Region labeling records
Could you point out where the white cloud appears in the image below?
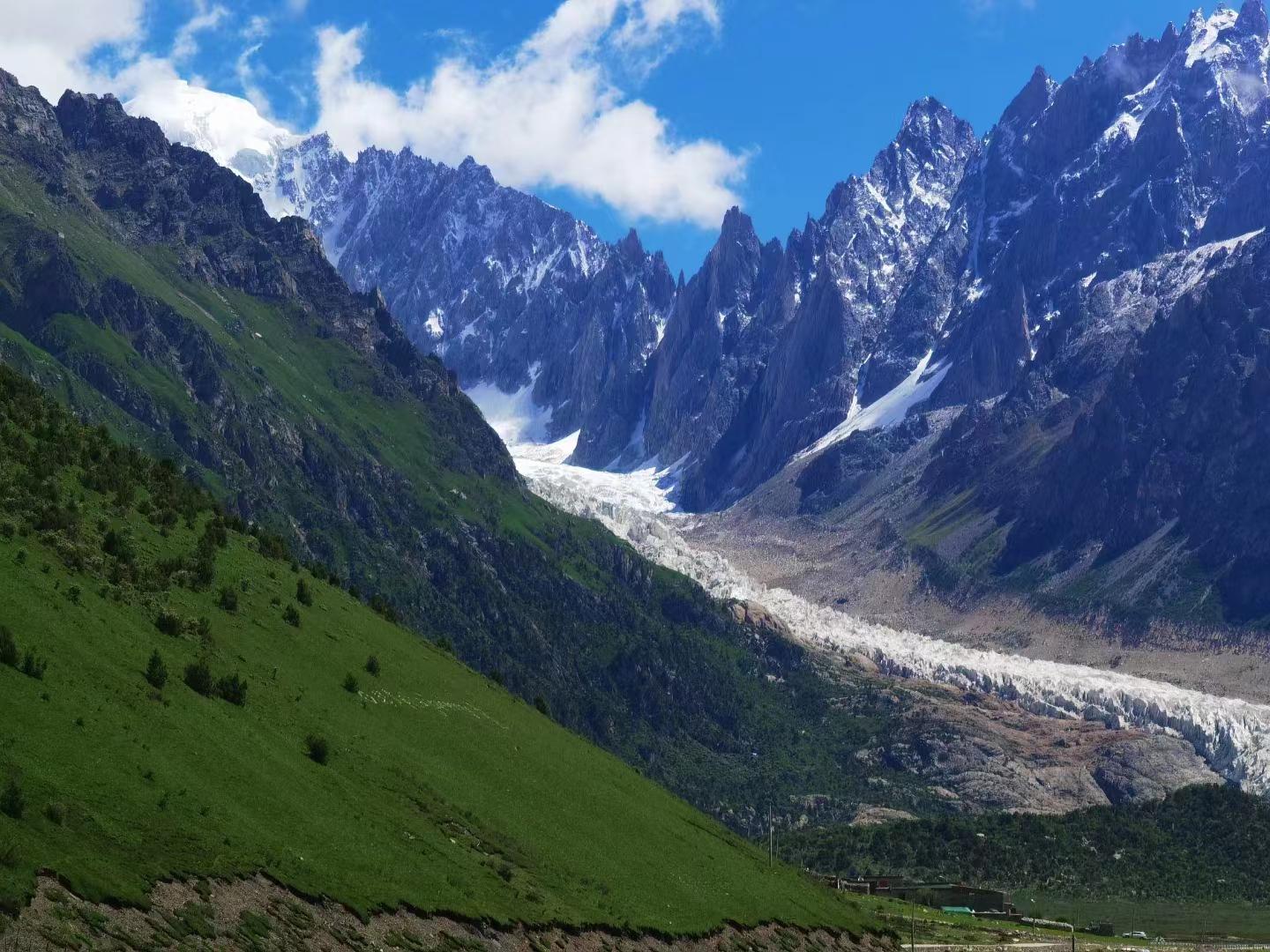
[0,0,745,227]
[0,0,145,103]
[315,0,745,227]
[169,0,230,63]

...

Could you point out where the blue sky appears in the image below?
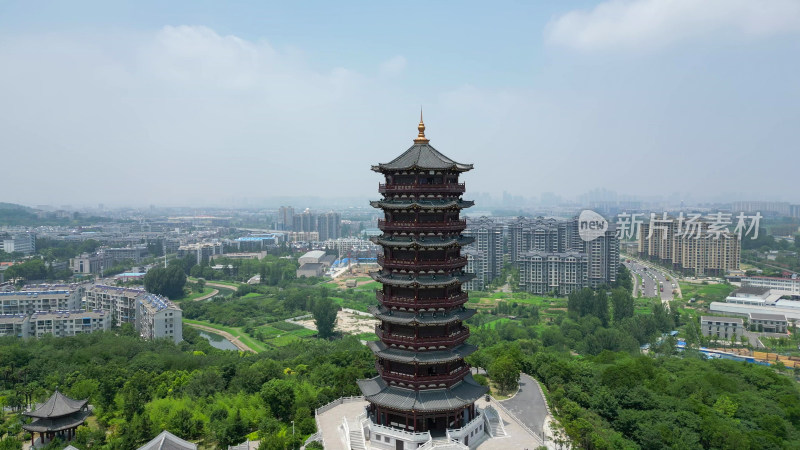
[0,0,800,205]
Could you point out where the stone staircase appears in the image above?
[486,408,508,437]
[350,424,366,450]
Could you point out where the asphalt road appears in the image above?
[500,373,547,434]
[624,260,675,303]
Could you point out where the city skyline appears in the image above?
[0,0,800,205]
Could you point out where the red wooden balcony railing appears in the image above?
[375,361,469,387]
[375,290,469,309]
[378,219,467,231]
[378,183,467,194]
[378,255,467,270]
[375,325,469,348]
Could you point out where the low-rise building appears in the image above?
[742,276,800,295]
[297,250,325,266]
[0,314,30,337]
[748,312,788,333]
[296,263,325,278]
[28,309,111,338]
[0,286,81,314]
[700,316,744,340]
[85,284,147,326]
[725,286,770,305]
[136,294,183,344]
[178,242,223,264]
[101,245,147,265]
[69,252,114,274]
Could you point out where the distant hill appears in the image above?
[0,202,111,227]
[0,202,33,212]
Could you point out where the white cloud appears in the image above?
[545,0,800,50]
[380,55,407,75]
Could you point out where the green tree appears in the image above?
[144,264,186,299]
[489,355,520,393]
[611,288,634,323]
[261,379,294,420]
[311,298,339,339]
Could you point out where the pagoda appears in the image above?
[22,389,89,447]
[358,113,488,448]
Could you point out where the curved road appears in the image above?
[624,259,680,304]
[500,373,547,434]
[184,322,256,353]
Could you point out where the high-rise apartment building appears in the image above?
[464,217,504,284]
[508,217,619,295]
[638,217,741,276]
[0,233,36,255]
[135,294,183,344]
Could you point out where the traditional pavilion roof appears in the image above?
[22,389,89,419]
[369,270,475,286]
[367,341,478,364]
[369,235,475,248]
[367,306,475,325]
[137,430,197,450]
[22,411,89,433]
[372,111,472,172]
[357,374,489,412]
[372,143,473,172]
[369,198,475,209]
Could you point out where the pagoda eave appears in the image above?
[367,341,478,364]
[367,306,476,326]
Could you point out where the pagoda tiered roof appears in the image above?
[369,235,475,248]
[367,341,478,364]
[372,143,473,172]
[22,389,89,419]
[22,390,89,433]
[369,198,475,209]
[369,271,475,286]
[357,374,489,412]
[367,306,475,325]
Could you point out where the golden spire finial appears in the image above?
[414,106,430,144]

* * *

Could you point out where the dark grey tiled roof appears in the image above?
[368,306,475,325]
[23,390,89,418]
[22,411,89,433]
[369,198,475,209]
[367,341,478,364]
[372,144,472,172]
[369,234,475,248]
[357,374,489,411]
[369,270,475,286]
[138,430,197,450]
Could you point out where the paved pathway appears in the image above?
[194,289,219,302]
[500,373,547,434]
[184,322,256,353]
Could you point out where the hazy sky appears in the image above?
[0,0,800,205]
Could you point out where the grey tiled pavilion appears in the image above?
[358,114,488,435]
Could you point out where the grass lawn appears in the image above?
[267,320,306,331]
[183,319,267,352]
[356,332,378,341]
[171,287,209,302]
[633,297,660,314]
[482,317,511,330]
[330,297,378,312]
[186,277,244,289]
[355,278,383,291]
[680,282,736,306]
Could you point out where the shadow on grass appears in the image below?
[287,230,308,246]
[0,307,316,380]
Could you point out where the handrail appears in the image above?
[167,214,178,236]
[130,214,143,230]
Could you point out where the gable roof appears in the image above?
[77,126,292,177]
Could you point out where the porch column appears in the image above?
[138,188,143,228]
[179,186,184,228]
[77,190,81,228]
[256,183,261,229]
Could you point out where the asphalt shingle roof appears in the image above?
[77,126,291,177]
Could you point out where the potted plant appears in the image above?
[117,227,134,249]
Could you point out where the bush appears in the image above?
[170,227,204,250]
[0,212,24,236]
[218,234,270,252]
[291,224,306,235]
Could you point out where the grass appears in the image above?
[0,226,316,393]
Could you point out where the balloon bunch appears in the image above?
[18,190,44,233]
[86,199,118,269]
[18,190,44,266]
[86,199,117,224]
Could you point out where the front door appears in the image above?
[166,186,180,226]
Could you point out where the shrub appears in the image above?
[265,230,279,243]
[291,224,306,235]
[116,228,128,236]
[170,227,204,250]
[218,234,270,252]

Problem to solve
Render the material from the line containing "Could you point out where the distant" through the line containing "[380,55,407,75]" as a JSON list of strings, one string per line, with blank lines omitted.

Answer to this exercise
[
  "Could you point out where the distant hill appears in the image above?",
  "[0,202,111,227]",
  "[0,202,33,212]",
  "Could you point out where the white cloud appears in the image above?",
  "[545,0,800,50]",
  "[380,55,407,75]"
]